▶ _Task goal_:
Reproduced exactly, the lines from the start of the material through the line containing "[(1049, 674)]" should be the whole answer, with pictures excluded.

Segment Start: Exercise input

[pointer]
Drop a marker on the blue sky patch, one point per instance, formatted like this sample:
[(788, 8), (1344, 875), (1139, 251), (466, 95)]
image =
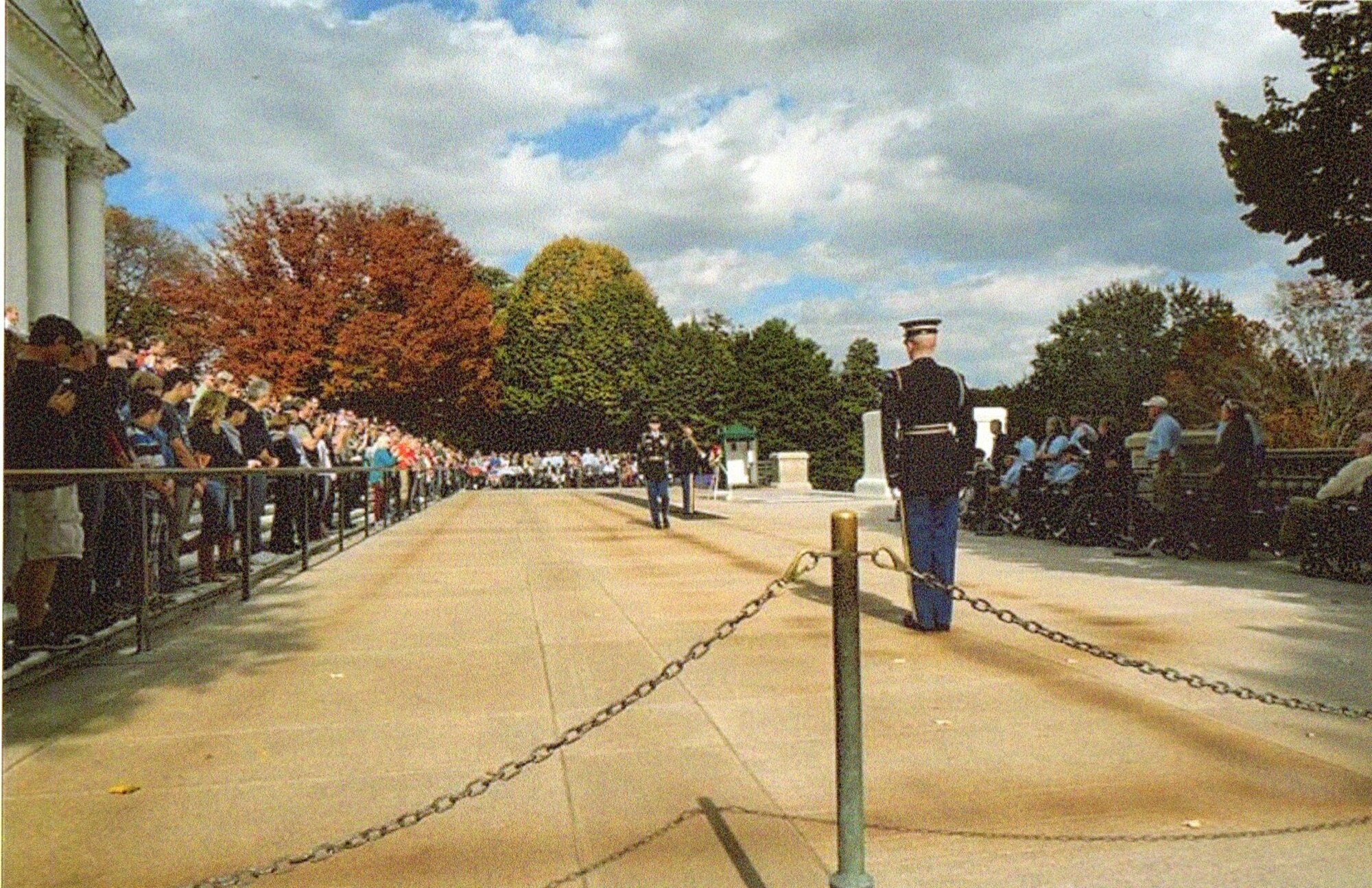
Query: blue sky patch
[(762, 303), (589, 136), (515, 262)]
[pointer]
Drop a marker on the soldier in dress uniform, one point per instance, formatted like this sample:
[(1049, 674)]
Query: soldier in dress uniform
[(654, 451), (928, 437)]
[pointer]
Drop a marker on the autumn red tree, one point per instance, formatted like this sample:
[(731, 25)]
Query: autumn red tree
[(371, 307)]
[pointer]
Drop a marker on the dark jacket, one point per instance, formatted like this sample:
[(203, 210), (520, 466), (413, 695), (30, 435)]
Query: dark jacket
[(928, 432), (654, 451)]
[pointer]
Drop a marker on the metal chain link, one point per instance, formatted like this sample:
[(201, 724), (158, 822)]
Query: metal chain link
[(1363, 820), (803, 564), (1170, 673), (624, 853)]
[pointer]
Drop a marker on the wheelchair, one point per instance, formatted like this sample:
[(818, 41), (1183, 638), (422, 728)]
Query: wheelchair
[(1098, 513), (1340, 544)]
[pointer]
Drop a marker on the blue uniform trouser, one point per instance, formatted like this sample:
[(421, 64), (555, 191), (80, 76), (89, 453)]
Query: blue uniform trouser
[(932, 533), (659, 501)]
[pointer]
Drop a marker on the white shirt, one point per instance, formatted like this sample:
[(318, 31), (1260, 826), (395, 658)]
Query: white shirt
[(1349, 480)]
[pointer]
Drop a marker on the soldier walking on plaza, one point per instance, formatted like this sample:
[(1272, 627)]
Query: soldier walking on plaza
[(928, 439), (654, 450)]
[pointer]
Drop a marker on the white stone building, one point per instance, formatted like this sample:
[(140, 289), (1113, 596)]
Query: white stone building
[(61, 93)]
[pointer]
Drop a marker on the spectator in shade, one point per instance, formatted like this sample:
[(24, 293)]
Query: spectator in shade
[(289, 520), (46, 517), (257, 446), (109, 517), (178, 387), (215, 450), (381, 457)]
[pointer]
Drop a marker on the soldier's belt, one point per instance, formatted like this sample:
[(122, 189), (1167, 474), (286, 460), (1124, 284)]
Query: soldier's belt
[(934, 428)]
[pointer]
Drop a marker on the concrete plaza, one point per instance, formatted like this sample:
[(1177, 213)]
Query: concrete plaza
[(412, 662)]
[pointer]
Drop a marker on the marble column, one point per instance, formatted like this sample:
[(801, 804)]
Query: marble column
[(86, 211), (49, 255), (17, 111), (873, 481)]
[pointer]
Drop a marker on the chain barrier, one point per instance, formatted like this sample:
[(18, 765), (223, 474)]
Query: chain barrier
[(980, 605), (1363, 820), (803, 564)]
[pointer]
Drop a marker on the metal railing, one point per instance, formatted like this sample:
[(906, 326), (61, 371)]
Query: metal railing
[(386, 494)]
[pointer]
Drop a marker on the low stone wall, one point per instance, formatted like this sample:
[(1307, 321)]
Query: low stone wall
[(1285, 473)]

Segment End: Exercise input

▶ _Your solution_:
[pointer]
Drop a marker on the blue sky patch, one point per instance, formatted like this sample:
[(788, 8), (1344, 875), (1139, 251), (466, 95)]
image =
Query: blue sky patch
[(762, 303), (589, 136), (515, 262)]
[pointer]
Drop a marker on the soldier in dress uniform, one point per instance, formatted like this sample:
[(1049, 674)]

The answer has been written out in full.